• Отрывок для чтения:
Глава третья
Глава третья
О, дерево друзей!
Сколь часто темным кровом
Развесистых ветвей
Ты добрых осеняло…
В. А. Жуковский. Из стихотворения, посвященного Ивану Ивановичу Дмитриеву. 18 апреля 1813 года
Победный голос Дмитриева. — Штрихи к портрету. — Окончательное возвращение в Москву. — Встреча с Державиным. — Новый дом и сад. — Дерево друзей. — Новоселье
Итак, победу России привез Павел Васильевич Голенищев-Кутузов, а возвестил о ней Иван Иванович Дмитриев. Произошло это в Казанском соборе после литургии. Высокий и статный Дмитриев взошел на первую ступень специального помоста, возведенного у амвона. С правой стороны стояли вдовствующая императрица Мария Федоровна со своим двором (Александр I и его братья находились при армии, императрица Елизавета Алексеевна и великие княгини пребывали в Европе), слева — послы иностранных государств. Не только храм, но и вся площадь перед собором была заполнена народом.

• Строки данных:
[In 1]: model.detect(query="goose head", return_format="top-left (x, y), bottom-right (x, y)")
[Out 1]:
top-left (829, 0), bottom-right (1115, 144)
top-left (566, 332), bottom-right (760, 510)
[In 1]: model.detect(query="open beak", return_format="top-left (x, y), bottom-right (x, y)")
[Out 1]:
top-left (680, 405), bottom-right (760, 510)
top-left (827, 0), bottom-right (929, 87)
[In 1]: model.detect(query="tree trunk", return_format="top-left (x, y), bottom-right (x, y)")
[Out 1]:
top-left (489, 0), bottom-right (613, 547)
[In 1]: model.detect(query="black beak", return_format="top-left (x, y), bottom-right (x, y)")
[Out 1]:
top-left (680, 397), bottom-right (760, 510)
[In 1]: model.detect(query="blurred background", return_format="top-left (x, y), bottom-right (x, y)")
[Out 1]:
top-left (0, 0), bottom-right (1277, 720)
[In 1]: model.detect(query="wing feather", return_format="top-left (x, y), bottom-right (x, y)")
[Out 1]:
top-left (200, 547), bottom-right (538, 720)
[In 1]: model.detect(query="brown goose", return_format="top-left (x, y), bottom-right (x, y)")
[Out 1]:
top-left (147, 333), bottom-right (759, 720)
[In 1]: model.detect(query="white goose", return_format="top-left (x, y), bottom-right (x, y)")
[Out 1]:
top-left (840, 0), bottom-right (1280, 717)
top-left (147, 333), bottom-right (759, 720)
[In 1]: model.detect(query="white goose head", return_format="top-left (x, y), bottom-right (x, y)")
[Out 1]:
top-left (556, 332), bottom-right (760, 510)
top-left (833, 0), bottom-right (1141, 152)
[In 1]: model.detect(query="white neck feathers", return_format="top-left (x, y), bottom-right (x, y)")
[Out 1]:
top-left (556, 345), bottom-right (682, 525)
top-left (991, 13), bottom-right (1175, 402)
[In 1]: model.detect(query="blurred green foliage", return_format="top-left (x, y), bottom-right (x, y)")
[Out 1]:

• Задания:
(a) Где, согласно отрывку, Иван Иванович Дмитриев возвестил о победе России?
(b) Перепишите отрывок от слов «Сколь часто темным» до слов «была заполнена народом.», заменив «Высокий» на «Рослый».
Пункты данных для работы не понадобятся.

• Ответы:
(a) В Казанском соборе после литургии.

(b)
Сколь часто темным кровом
Развесистых ветвей
Ты добрых осеняло…
В. А. Жуковский. Из стихотворения, посвященного Ивану Ивановичу Дмитриеву. 18 апреля 1813 года
Победный голос Дмитриева. — Штрихи к портрету. — Окончательное возвращение в Москву. — Встреча с Державиным. — Новый дом и сад. — Дерево друзей. — Новоселье
Итак, победу России привез Павел Васильевич Голенищев-Кутузов, а возвестил о ней Иван Иванович Дмитриев. Произошло это в Казанском соборе после литургии. Рослый и статный Дмитриев взошел на первую ступень специального помоста, возведенного у амвона. С правой стороны стояли вдовствующая императрица Мария Федоровна со своим двором (Александр I и его братья находились при армии, императрица Елизавета Алексеевна и великие княгини пребывали в Европе), слева — послы иностранных государств. Не только храм, но и вся площадь перед собором была заполнена народом.